▶ [Task requirements] Return each line of the records below that contains the word "green", reproducing the whole line. Letter case matters when matching.

[Source records]
┄┄┄┄┄┄┄┄┄┄┄┄┄┄┄┄┄┄┄┄

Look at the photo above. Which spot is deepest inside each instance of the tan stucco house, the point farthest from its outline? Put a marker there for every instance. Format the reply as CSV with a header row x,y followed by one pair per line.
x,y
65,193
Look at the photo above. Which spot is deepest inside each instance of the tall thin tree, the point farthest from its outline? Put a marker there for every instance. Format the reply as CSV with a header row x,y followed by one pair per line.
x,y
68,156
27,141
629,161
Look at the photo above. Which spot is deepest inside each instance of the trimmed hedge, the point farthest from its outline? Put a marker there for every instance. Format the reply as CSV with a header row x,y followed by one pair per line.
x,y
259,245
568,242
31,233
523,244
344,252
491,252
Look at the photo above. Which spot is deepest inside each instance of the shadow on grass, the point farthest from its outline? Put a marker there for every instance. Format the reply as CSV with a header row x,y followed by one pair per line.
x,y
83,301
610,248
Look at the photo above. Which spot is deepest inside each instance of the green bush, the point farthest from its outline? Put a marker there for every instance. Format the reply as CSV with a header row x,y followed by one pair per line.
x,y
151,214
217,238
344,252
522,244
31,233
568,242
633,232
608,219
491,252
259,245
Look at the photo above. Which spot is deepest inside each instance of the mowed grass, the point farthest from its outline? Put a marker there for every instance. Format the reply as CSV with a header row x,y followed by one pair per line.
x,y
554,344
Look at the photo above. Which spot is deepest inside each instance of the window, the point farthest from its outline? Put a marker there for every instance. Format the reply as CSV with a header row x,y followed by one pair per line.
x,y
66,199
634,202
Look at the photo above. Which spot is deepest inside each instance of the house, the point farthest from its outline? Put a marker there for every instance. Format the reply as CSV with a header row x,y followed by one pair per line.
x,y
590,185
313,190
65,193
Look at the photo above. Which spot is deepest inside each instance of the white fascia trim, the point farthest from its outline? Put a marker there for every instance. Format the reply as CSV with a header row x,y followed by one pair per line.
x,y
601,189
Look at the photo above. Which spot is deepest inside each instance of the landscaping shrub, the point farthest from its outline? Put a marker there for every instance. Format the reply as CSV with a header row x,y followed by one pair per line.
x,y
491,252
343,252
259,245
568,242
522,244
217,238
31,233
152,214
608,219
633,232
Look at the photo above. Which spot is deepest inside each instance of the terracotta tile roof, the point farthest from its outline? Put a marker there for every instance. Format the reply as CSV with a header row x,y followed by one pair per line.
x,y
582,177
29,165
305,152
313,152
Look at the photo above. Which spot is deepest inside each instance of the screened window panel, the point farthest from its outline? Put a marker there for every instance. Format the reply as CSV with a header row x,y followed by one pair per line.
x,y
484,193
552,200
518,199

┄┄┄┄┄┄┄┄┄┄┄┄┄┄┄┄┄┄┄┄

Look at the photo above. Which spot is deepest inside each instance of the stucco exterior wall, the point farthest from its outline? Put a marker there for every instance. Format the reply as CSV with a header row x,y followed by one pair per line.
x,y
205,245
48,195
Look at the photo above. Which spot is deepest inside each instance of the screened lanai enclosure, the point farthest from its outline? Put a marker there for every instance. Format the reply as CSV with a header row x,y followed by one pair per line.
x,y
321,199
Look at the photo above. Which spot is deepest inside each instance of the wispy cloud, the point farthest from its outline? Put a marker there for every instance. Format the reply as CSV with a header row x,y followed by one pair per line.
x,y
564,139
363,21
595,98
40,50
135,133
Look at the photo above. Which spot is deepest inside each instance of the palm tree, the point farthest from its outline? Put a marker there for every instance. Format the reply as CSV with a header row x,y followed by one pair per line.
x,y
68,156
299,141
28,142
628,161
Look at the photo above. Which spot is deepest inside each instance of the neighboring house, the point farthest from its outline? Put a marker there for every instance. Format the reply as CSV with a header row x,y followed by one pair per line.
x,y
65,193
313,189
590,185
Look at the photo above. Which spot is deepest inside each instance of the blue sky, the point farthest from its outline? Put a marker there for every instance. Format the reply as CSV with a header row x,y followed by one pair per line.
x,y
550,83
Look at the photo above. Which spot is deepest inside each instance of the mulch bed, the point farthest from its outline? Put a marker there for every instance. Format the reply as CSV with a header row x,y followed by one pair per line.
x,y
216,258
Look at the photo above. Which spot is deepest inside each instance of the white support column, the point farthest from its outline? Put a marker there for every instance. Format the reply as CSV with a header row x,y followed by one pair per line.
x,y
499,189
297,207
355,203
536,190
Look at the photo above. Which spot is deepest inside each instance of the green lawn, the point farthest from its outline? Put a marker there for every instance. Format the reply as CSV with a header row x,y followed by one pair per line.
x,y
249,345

┄┄┄┄┄┄┄┄┄┄┄┄┄┄┄┄┄┄┄┄

▶ [Task solution]
Look at the photo above. Which spot is deepest inside each instance of the green bush, the point farthest from its outline? Put a marker there for every instance. Format the reply as CSV with a header row x,y followed by one pair per line.
Look at the photo above. Which spot is deepest inside each instance of the green lawn, the point farthest from its outline? Put a marker there for every instance. Format the reply as CSV with a header row x,y followed by one pair per line.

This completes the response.